**WORK TO DO:**
Reproduce every line of the data below verbatim, from the first line to the last.

**EXERCISE MATERIALS:**
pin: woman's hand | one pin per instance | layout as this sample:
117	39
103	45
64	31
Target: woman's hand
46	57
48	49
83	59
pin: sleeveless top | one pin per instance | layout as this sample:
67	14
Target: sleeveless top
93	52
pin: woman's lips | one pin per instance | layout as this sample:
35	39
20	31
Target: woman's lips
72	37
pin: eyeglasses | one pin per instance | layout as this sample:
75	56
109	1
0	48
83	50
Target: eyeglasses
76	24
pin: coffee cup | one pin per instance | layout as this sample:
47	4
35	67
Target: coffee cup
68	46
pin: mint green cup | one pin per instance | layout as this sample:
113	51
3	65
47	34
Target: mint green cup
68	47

**SOLUTION TO THE EXERCISE:**
pin: woman's hand | one pin per instance | layout as this sample:
117	39
103	45
64	31
Target: woman's hand
46	57
48	49
83	59
pin: sleeveless top | one pin per instance | layout as this sample:
67	14
Target: sleeveless top
93	52
pin: woman's lips | one pin per instance | layout as this sample:
35	39
20	31
Target: woman's lips
72	37
pin: eyeglasses | one pin per instance | layout as this sample:
75	56
109	1
0	48
83	50
Target: eyeglasses
76	24
pin: coffee cup | one pin per instance | layout as this sample:
47	4
35	67
Target: coffee cup
68	46
pin: mint green cup | one pin per instance | layout as this sample:
113	51
3	65
47	34
Target: mint green cup
68	47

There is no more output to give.